**Görev**
Aşağıdaki kayıtların tamamını "metin" ve "yanit" sütunlarından oluşan bir CSV'ye dönüştürünüz; her metin ile yanıtı tek bir satırda, tırnak içinde birer alan olarak ve satır sonları boşluğa çevrilmiş hâlde yer alsın. Resimler cevaba alınmamalıdır.
==============================
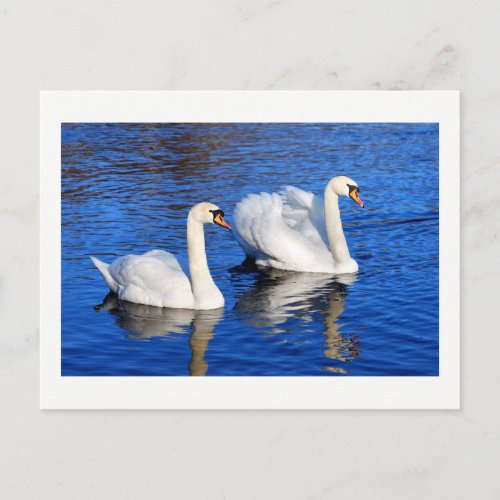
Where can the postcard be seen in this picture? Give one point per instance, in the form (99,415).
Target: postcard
(250,250)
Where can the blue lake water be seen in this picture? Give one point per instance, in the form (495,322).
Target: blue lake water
(127,188)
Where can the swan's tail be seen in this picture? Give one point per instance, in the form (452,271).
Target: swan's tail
(104,270)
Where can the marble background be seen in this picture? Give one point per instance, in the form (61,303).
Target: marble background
(259,44)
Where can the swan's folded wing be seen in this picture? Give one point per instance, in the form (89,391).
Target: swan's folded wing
(304,211)
(270,238)
(154,278)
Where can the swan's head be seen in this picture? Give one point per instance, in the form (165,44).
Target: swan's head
(208,213)
(343,186)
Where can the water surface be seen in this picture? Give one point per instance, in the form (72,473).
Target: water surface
(127,188)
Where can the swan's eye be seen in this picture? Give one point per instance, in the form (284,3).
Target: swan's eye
(215,213)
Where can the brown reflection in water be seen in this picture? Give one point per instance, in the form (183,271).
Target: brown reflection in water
(279,295)
(336,346)
(203,331)
(144,322)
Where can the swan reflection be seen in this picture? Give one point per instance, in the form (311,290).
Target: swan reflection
(279,296)
(143,322)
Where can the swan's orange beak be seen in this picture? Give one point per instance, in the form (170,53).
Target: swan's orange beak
(354,194)
(219,220)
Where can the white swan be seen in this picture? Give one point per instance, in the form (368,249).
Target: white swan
(296,230)
(157,279)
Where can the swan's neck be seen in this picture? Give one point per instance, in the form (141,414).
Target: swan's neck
(202,284)
(334,231)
==============================
**Yazılı Cevap**
metin,yanit
"Where can the postcard be seen in this picture? Give one point per instance, in the form (99,415). Target: postcard","(250,250)"
"Where can the blue lake water be seen in this picture? Give one point per instance, in the form (495,322). Target: blue lake water","(127,188)"
"Where can the swan's tail be seen in this picture? Give one point per instance, in the form (452,271). Target: swan's tail","(104,270)"
"Where can the marble background be seen in this picture? Give one point per instance, in the form (61,303). Target: marble background","(259,44)"
"Where can the swan's folded wing be seen in this picture? Give one point per instance, in the form (89,391). Target: swan's folded wing","(304,211) (270,238) (154,278)"
"Where can the swan's head be seen in this picture? Give one point per instance, in the form (165,44). Target: swan's head","(208,213) (343,186)"
"Where can the water surface be seen in this picture? Give one point per instance, in the form (72,473). Target: water surface","(127,188)"
"Where can the swan's eye be seen in this picture? Give one point per instance, in the form (284,3). Target: swan's eye","(215,213)"
"Where can the brown reflection in water be seen in this picture? Give one point per instance, in the form (183,271). Target: brown reflection in water","(279,295) (336,346) (203,331) (144,322)"
"Where can the swan reflection be seen in this picture? Give one point per instance, in the form (311,290). Target: swan reflection","(279,296) (143,322)"
"Where can the swan's orange beak be seen in this picture? Give one point per instance, in the form (170,53). Target: swan's orange beak","(354,194) (219,220)"
"Where can the white swan be seen in this picture? Give one point per instance, in the form (368,249). Target: white swan","(296,230) (157,279)"
"Where can the swan's neck be seen in this picture? Give one point per instance, in the form (141,414). Target: swan's neck","(202,284) (334,231)"